Large Scale Datasets
Large Scale Datasets
This guide covers strategies for organizing datasets with millions or billions of records.
Sharding Strategies
Fixed Record Count
Split at consistent record counts:
{
"files": [
{
"split": "train",
"objective": "sft",
"shards": [
{ "path": "data/train-00000.jsonl.zst", "compression": "zstd", "record_count": 100000 },
{ "path": "data/train-00001.jsonl.zst", "compression": "zstd", "record_count": 100000 },
{ "path": "data/train-00002.jsonl.zst", "compression": "zstd", "record_count": 100000 }
]
}
]
}
Benefits:
- Predictable shard sizes
- Easy parallel processing
- Simple progress tracking
Fixed File Size
Split at target file sizes:
{
"shards": [
{ "path": "data/train-00000.jsonl.zst", "compression": "zstd" },
{ "path": "data/train-00001.jsonl.zst", "compression": "zstd" }
]
}
Benefits:
- Consistent I/O patterns
- Better storage planning
By Domain/Topic
Split by content type:
{
"files": [
{
"split": "train",
"objective": "sft",
"shards": [
{ "path": "data/train-code.jsonl.zst", "compression": "zstd" },
{ "path": "data/train-math.jsonl.zst", "compression": "zstd" },
{ "path": "data/train-writing.jsonl.zst", "compression": "zstd" }
],
"notes": "Shards organized by domain for sampling control"
}
]
}
Benefits:
- Control domain mixing
- Easy subset selection
Compression
Zstd (Recommended)

◆ ◆ ◆ ◆ ◆ ◆ ◆

DIRECTION 1: According to the large-scale datasets guide, what benefits come from splitting shards at target file sizes?
DIRECTION 2: Write the next part of the large-scale datasets guide, continuing after its final heading.

STORED ROWS:
◆ ◆ ◆ ◆ ◆ ◆ ◆

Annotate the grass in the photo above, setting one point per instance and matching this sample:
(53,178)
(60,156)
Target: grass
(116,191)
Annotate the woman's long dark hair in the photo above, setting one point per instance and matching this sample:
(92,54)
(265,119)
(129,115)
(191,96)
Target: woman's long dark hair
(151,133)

◆ ◆ ◆ ◆ ◆ ◆ ◆

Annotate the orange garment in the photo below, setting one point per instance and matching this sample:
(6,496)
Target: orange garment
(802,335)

◆ ◆ ◆ ◆ ◆ ◆ ◆

TASK OUTPUT 1: Consistent I/O patterns and better storage planning.

TASK OUTPUT 2:
{ "path": "data/train.jsonl.zst", "compression": "zstd" }
- Better compression ratio than gzip
- Faster decompression
- Supports streaming
Gzip
{ "path": "data/train.jsonl.gz", "compression": "gzip" }
- Universal compatibility
- Good compression
Parallel Processing
Design for parallel reads:
# Good: Independent shards
data/train-00000.jsonl.zst
data/train-00001.jsonl.zst
data/train-00002.jsonl.zst
# Process in parallel
worker-0 → train-00000.jsonl.zst
worker-1 → train-00001.jsonl.zst
worker-2 → train-00002.jsonl.zst
Checksums
Always include checksums for large datasets:
{
"shards": [
{
"path": "data/train-00000.jsonl.zst",
"compression": "zstd",
"record_count": 100000,
"sha256": "a1b2c3d4..."
}
]
}
Verify after transfer:
sha256sum -c checksums.txt
Asset Deduplication
For multimodal datasets, deduplicate media:
Without deduplication:
- 1M records × 3 images each = 3M image URIs repeated
With assets.jsonl:
- 500K unique images in assets.jsonl
- Records reference by asset_id
{
"asset_index": { "path": "assets.jsonl", "format": "jsonl" }
}
Storage Estimation
Rough estimates for planning:
| Content Type | Size per Record | 1M Records |
|---|---|---|
| Text-only SFT | ~2-5 KB | 2-5 GB |
| Multimodal (refs) | ~3-8 KB | 3-8 GB |
| Tool use | ~4-10 KB | 4-10 GB |
Compressed sizes are typically 30-50% of raw.
Directory Structure
my-large-dataset/
metadata.json
assets.jsonl
data/
sft/
train-00000.jsonl.zst
train-00001.jsonl.zst
...
train-00999.jsonl.zst
val-00000.jsonl.zst
preference/
train-00000.jsonl.zst
...
Best Practices
- Use zstd - Better compression and speed
- Consistent shard sizes - 50-100K records or 100-500MB
- Include checksums - Essential for integrity
- Track record counts - Enable progress monitoring
- Deduplicate assets - Save storage for multimodal
- Organize by objective - Separate SFT, preference, etc.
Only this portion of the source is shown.